ACTIVITY: Copy exactly the lines from the start of the data below through the one that carries "Could you kindly annotate the wheel", and only those.
Segment Start: GIVEN RECORDS
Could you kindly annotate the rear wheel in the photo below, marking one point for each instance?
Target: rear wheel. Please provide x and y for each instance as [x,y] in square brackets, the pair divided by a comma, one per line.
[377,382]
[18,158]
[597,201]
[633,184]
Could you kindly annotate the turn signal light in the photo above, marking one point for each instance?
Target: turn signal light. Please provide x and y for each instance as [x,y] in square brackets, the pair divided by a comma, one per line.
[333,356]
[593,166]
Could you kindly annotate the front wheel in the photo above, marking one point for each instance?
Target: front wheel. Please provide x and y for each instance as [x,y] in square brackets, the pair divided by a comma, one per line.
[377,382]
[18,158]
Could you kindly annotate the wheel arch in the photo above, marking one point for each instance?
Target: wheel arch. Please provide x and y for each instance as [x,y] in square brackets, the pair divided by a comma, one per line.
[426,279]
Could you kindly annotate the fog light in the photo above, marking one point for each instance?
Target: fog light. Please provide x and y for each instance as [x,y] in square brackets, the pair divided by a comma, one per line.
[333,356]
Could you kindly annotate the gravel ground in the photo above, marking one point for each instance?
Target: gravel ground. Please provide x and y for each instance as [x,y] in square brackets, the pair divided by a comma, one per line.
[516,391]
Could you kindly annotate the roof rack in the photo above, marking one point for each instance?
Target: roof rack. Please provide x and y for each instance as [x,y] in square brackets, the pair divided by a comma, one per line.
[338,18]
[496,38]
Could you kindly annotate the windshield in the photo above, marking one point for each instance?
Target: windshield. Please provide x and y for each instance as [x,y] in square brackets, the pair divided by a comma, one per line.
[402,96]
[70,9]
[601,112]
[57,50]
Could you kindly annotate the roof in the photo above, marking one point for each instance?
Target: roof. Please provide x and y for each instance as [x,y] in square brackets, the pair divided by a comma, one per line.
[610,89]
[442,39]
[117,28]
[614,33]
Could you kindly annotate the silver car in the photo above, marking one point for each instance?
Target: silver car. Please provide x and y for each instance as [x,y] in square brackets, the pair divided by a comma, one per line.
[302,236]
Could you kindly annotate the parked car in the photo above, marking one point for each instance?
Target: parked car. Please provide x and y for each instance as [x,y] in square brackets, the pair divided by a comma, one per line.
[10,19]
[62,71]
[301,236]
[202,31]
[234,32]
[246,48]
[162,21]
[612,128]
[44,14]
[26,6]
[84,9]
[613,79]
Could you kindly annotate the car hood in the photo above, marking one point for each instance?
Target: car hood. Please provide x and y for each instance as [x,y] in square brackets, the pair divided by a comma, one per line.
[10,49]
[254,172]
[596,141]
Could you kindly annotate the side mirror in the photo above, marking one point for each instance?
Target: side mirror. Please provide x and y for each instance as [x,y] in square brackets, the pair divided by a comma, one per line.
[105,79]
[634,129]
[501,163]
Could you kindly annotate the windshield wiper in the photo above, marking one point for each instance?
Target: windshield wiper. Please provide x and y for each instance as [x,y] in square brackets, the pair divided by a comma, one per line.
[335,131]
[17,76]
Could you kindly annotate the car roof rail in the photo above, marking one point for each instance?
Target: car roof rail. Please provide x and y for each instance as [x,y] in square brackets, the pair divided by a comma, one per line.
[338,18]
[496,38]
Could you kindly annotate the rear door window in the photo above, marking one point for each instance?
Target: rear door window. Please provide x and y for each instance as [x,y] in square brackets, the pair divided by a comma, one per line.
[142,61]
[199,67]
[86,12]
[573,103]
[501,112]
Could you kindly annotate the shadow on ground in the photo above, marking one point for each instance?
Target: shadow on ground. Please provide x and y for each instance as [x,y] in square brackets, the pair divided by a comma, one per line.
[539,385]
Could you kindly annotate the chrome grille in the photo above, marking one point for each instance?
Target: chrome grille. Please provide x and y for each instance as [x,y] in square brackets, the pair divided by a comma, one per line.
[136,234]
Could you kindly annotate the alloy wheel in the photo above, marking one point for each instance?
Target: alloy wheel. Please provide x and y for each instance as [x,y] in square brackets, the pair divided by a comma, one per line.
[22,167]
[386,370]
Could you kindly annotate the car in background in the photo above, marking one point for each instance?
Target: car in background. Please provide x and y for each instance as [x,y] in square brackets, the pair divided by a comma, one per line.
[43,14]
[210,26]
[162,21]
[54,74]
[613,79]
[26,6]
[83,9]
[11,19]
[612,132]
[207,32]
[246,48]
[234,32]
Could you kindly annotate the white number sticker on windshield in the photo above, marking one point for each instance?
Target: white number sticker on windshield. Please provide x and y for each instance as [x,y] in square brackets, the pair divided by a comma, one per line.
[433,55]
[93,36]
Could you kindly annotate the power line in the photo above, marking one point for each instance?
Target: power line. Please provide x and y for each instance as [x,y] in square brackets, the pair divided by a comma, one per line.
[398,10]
Segment End: GIVEN RECORDS
ANSWER SPACE:
Could you kindly annotate the rear wheel in the photo below, marking one point for each instance?
Target: rear wheel. Please provide x and y for each instance as [x,y] in square brackets, the pair divided by a comma, one per line.
[377,382]
[18,158]
[597,201]
[633,184]
Could you kindly annotate the turn signal light in the photo above, marking one point for each instance?
Target: turn signal light. Please provide x and y for each instance as [x,y] in square brackets, the pair divided by a comma, one per line.
[333,356]
[593,166]
Could you kindly annotate the front wheel in the photo above, marking one point for each instance?
Target: front wheel. Please provide x and y for each instance as [x,y] in square brackets, the pair divided by a comma, one per line.
[377,382]
[18,158]
Could you kindly annotate the wheel arch in the photo above, marking one point for each instance?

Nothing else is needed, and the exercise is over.